*ACTION ITEM*:
Scan the lines below for "pink" and copy the matches.

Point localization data
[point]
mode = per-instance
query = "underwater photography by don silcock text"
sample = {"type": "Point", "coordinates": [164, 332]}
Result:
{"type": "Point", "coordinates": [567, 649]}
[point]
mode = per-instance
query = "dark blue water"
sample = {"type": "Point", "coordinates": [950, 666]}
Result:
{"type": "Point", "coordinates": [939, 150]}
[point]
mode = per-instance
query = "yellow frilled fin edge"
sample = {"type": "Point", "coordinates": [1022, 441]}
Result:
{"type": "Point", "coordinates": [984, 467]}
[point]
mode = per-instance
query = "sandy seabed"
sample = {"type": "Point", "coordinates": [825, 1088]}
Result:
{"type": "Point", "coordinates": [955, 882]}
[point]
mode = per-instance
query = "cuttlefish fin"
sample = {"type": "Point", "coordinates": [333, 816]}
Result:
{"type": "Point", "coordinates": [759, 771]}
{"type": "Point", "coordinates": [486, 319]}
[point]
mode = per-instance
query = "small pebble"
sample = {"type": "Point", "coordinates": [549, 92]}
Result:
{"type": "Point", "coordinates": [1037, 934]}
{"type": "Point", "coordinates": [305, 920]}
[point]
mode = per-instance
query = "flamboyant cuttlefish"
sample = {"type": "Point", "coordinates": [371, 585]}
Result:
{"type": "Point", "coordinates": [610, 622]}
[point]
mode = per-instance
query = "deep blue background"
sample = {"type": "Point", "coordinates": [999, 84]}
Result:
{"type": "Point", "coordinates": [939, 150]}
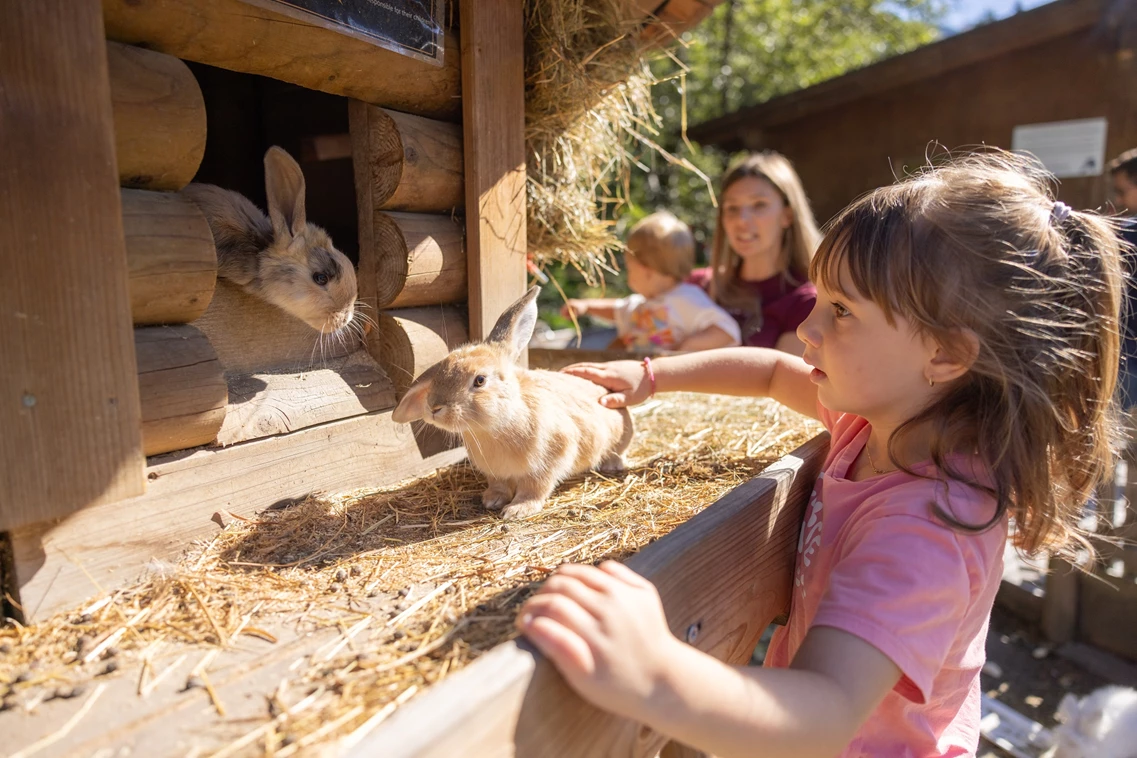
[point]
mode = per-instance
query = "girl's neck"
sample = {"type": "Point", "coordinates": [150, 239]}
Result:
{"type": "Point", "coordinates": [758, 268]}
{"type": "Point", "coordinates": [911, 448]}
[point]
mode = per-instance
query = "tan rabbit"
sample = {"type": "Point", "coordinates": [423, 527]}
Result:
{"type": "Point", "coordinates": [525, 430]}
{"type": "Point", "coordinates": [280, 258]}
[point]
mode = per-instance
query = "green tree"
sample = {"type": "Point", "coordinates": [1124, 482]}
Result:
{"type": "Point", "coordinates": [746, 52]}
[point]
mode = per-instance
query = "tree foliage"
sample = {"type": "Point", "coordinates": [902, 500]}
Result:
{"type": "Point", "coordinates": [746, 52]}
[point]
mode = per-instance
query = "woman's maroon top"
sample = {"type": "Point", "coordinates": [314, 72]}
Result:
{"type": "Point", "coordinates": [783, 307]}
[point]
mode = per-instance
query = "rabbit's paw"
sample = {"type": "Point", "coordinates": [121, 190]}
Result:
{"type": "Point", "coordinates": [496, 496]}
{"type": "Point", "coordinates": [613, 464]}
{"type": "Point", "coordinates": [522, 508]}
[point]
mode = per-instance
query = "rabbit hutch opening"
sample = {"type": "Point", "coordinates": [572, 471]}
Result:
{"type": "Point", "coordinates": [165, 423]}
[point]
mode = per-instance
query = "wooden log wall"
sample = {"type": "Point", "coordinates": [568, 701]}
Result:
{"type": "Point", "coordinates": [245, 38]}
{"type": "Point", "coordinates": [159, 118]}
{"type": "Point", "coordinates": [404, 161]}
{"type": "Point", "coordinates": [169, 251]}
{"type": "Point", "coordinates": [182, 388]}
{"type": "Point", "coordinates": [411, 340]}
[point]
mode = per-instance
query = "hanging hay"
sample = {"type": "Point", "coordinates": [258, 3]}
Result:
{"type": "Point", "coordinates": [418, 580]}
{"type": "Point", "coordinates": [588, 107]}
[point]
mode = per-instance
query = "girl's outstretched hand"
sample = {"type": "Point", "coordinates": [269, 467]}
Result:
{"type": "Point", "coordinates": [627, 381]}
{"type": "Point", "coordinates": [605, 631]}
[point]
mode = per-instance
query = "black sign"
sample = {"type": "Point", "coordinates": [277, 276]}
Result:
{"type": "Point", "coordinates": [413, 27]}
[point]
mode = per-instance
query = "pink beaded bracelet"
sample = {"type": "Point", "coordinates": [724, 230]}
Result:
{"type": "Point", "coordinates": [650, 374]}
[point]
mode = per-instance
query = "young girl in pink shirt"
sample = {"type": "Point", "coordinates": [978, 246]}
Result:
{"type": "Point", "coordinates": [963, 353]}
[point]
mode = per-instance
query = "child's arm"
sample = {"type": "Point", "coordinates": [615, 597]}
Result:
{"type": "Point", "coordinates": [712, 336]}
{"type": "Point", "coordinates": [750, 372]}
{"type": "Point", "coordinates": [605, 631]}
{"type": "Point", "coordinates": [599, 307]}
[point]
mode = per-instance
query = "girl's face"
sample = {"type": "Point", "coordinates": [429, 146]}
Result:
{"type": "Point", "coordinates": [755, 218]}
{"type": "Point", "coordinates": [862, 364]}
{"type": "Point", "coordinates": [646, 281]}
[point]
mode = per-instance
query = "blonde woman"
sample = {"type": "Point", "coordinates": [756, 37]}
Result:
{"type": "Point", "coordinates": [764, 238]}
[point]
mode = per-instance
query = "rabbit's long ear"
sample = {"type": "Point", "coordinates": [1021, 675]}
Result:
{"type": "Point", "coordinates": [515, 326]}
{"type": "Point", "coordinates": [413, 406]}
{"type": "Point", "coordinates": [284, 188]}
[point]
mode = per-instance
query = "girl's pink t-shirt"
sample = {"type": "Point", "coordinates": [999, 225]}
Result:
{"type": "Point", "coordinates": [874, 560]}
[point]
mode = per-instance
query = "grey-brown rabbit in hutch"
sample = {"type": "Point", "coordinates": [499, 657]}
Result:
{"type": "Point", "coordinates": [280, 257]}
{"type": "Point", "coordinates": [526, 431]}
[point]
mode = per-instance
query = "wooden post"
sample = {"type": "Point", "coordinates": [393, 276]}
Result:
{"type": "Point", "coordinates": [722, 576]}
{"type": "Point", "coordinates": [68, 389]}
{"type": "Point", "coordinates": [494, 139]}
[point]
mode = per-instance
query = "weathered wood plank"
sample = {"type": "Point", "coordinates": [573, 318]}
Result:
{"type": "Point", "coordinates": [69, 411]}
{"type": "Point", "coordinates": [728, 571]}
{"type": "Point", "coordinates": [412, 259]}
{"type": "Point", "coordinates": [159, 118]}
{"type": "Point", "coordinates": [404, 161]}
{"type": "Point", "coordinates": [1108, 613]}
{"type": "Point", "coordinates": [243, 38]}
{"type": "Point", "coordinates": [182, 388]}
{"type": "Point", "coordinates": [411, 340]}
{"type": "Point", "coordinates": [251, 335]}
{"type": "Point", "coordinates": [171, 255]}
{"type": "Point", "coordinates": [264, 405]}
{"type": "Point", "coordinates": [56, 563]}
{"type": "Point", "coordinates": [494, 148]}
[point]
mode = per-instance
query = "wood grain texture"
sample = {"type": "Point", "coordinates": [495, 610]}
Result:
{"type": "Point", "coordinates": [159, 118]}
{"type": "Point", "coordinates": [243, 38]}
{"type": "Point", "coordinates": [494, 149]}
{"type": "Point", "coordinates": [729, 571]}
{"type": "Point", "coordinates": [171, 255]}
{"type": "Point", "coordinates": [409, 341]}
{"type": "Point", "coordinates": [264, 405]}
{"type": "Point", "coordinates": [407, 163]}
{"type": "Point", "coordinates": [251, 335]}
{"type": "Point", "coordinates": [57, 561]}
{"type": "Point", "coordinates": [182, 388]}
{"type": "Point", "coordinates": [69, 411]}
{"type": "Point", "coordinates": [413, 259]}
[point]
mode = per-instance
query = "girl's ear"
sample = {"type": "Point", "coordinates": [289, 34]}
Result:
{"type": "Point", "coordinates": [949, 363]}
{"type": "Point", "coordinates": [787, 217]}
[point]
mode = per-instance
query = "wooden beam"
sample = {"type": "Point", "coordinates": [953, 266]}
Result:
{"type": "Point", "coordinates": [264, 405]}
{"type": "Point", "coordinates": [411, 340]}
{"type": "Point", "coordinates": [69, 410]}
{"type": "Point", "coordinates": [182, 388]}
{"type": "Point", "coordinates": [412, 259]}
{"type": "Point", "coordinates": [159, 118]}
{"type": "Point", "coordinates": [171, 256]}
{"type": "Point", "coordinates": [242, 36]}
{"type": "Point", "coordinates": [59, 564]}
{"type": "Point", "coordinates": [494, 139]}
{"type": "Point", "coordinates": [725, 574]}
{"type": "Point", "coordinates": [404, 161]}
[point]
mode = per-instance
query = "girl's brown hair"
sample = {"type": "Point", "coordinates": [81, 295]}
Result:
{"type": "Point", "coordinates": [798, 242]}
{"type": "Point", "coordinates": [976, 252]}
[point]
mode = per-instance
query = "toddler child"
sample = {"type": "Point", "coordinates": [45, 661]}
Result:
{"type": "Point", "coordinates": [963, 355]}
{"type": "Point", "coordinates": [665, 311]}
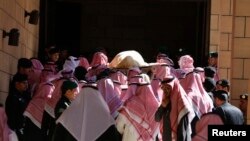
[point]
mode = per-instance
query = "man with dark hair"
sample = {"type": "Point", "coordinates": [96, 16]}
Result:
{"type": "Point", "coordinates": [230, 114]}
{"type": "Point", "coordinates": [223, 84]}
{"type": "Point", "coordinates": [243, 105]}
{"type": "Point", "coordinates": [213, 59]}
{"type": "Point", "coordinates": [213, 62]}
{"type": "Point", "coordinates": [16, 103]}
{"type": "Point", "coordinates": [24, 66]}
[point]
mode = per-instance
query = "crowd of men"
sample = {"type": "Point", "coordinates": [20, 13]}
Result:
{"type": "Point", "coordinates": [68, 99]}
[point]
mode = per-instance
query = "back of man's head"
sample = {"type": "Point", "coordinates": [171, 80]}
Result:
{"type": "Point", "coordinates": [24, 63]}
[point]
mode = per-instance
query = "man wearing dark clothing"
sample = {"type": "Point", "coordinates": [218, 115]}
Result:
{"type": "Point", "coordinates": [230, 114]}
{"type": "Point", "coordinates": [16, 103]}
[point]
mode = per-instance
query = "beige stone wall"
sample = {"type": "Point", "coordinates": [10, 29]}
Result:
{"type": "Point", "coordinates": [230, 32]}
{"type": "Point", "coordinates": [12, 16]}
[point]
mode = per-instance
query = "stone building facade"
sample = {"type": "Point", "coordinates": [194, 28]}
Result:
{"type": "Point", "coordinates": [229, 35]}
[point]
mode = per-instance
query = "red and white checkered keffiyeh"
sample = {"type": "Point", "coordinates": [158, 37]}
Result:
{"type": "Point", "coordinates": [140, 110]}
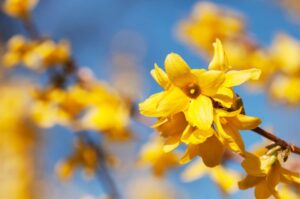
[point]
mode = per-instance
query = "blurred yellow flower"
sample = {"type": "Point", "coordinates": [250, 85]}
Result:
{"type": "Point", "coordinates": [84, 156]}
{"type": "Point", "coordinates": [152, 154]}
{"type": "Point", "coordinates": [18, 139]}
{"type": "Point", "coordinates": [36, 55]}
{"type": "Point", "coordinates": [19, 8]}
{"type": "Point", "coordinates": [265, 173]}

*SOLUTION TO THIS PROBLEM*:
query = "pink beaded bracelet"
query = "young girl in pink shirt"
query = "girl's pink t-shirt"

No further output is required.